**問題**
以下に示すWHOのコロナ対応を論じた本文抜粋を、全文一字も変えずに再現してください。

**本文抜粋**

**********

コロナ危機以前からの弱体化【感想】「さまよえるWHO 米中対立激化の裏側」
今回のコロナ危機にあたって、WHOの対応の遅れは言い訳ができないだろう。中国は2019年末時点で新型コロナの蔓延をつかんでいたが、春節が近いこともあって、国家的に情報を秘匿していた。WHOは中国の説明を丸呑みする形で「パンデミックではない」「中国との行き来を停止する必要はない」と繰り返し発言した。その対応(アラート)の遅れが、全世界にウイルスをまき散らした一因になっているのは否定しようがない。

**********

**抽出データ**
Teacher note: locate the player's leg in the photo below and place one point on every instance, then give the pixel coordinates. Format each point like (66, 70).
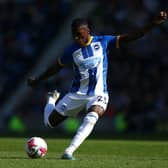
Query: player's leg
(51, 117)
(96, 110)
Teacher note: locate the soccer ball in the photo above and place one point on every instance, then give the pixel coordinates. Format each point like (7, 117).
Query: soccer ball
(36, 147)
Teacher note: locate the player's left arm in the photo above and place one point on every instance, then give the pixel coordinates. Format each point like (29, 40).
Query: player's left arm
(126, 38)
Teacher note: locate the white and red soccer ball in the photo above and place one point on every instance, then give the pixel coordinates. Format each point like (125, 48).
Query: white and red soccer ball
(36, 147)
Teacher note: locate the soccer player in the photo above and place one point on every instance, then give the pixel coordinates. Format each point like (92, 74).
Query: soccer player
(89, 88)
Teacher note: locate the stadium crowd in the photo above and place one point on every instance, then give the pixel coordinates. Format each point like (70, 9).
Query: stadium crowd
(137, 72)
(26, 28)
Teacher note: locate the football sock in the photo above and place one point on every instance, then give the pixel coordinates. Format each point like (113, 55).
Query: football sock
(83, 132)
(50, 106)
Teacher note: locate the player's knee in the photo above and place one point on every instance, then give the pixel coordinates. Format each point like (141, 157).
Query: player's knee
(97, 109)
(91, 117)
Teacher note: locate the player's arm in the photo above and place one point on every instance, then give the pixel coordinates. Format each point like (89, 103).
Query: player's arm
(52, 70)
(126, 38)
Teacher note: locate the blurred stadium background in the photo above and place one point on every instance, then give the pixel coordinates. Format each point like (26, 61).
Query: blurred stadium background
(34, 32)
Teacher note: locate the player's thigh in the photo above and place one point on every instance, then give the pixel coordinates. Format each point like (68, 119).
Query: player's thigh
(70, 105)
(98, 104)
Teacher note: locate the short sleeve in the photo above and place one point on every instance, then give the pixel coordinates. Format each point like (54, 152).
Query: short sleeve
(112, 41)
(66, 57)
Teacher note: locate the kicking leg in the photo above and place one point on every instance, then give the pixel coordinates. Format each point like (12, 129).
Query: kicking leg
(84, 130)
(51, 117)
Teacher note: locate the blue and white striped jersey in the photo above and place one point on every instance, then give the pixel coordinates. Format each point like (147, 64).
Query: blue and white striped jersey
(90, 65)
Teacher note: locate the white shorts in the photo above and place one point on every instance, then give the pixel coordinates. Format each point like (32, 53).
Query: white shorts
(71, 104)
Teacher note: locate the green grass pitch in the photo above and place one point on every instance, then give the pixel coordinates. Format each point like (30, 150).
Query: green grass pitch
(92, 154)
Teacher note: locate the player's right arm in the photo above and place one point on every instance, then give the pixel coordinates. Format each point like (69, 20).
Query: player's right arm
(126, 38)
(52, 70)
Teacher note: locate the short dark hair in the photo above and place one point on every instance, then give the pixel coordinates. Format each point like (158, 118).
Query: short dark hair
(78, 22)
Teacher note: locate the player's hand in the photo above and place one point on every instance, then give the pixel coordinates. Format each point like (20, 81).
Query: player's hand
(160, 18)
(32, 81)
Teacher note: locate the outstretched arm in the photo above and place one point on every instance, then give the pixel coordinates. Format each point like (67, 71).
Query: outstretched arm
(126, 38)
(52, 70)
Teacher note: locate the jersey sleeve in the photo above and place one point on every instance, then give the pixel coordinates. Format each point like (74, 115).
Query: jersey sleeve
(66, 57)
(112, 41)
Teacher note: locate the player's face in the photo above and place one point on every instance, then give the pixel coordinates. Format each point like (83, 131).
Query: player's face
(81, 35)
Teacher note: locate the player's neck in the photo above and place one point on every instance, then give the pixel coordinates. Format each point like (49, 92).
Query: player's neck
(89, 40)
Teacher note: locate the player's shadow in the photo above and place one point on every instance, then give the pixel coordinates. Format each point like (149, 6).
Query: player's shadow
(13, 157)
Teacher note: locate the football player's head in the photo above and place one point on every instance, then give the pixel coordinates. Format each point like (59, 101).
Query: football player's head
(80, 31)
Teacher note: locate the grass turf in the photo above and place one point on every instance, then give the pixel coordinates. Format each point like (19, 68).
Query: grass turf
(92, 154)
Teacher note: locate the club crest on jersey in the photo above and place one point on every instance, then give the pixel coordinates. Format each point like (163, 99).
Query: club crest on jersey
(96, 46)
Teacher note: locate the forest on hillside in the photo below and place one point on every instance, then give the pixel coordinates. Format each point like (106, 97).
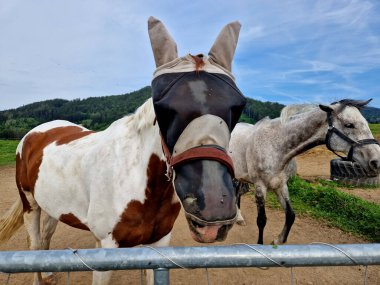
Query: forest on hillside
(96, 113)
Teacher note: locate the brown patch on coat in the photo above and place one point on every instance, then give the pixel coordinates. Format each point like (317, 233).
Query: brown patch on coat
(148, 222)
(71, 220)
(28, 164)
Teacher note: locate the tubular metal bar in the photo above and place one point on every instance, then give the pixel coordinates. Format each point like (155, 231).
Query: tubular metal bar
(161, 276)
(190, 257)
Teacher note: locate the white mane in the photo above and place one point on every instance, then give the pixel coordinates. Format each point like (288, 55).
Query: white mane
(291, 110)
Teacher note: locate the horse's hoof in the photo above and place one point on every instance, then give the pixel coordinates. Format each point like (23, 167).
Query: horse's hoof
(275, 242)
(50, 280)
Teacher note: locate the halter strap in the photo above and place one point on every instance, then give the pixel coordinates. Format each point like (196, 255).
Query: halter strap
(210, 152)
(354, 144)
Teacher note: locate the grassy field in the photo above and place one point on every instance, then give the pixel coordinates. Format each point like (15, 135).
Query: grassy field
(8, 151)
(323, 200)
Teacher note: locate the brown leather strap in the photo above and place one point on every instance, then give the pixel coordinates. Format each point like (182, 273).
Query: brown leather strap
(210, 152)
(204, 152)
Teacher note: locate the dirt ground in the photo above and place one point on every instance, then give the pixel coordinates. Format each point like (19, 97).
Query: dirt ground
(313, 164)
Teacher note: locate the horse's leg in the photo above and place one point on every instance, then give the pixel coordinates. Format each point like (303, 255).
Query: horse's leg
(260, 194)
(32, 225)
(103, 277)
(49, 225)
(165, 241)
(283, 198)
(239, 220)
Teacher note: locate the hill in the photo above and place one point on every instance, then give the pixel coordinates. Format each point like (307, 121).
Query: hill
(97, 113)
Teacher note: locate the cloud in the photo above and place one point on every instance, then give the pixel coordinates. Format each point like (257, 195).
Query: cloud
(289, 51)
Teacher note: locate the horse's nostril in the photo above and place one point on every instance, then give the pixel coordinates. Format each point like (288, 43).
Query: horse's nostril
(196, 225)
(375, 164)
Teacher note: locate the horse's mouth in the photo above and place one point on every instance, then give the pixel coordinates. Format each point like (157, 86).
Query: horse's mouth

**********

**解答**
コロナ危機以前からの弱体化【感想】「さまよえるWHO 米中対立激化の裏側」
今回のコロナ危機にあたって、WHOの対応の遅れは言い訳ができないだろう。中国は2019年末時点で新型コロナの蔓延をつかんでいたが、春節が近いこともあって、国家的に情報を秘匿していた。WHOは中国の説明を丸呑みする形で「パンデミックではない」「中国との行き来を停止する必要はない」と繰り返し発言した。その対応(アラート)の遅れが、全世界にウイルスをまき散らした一因になっているのは否定しようがない。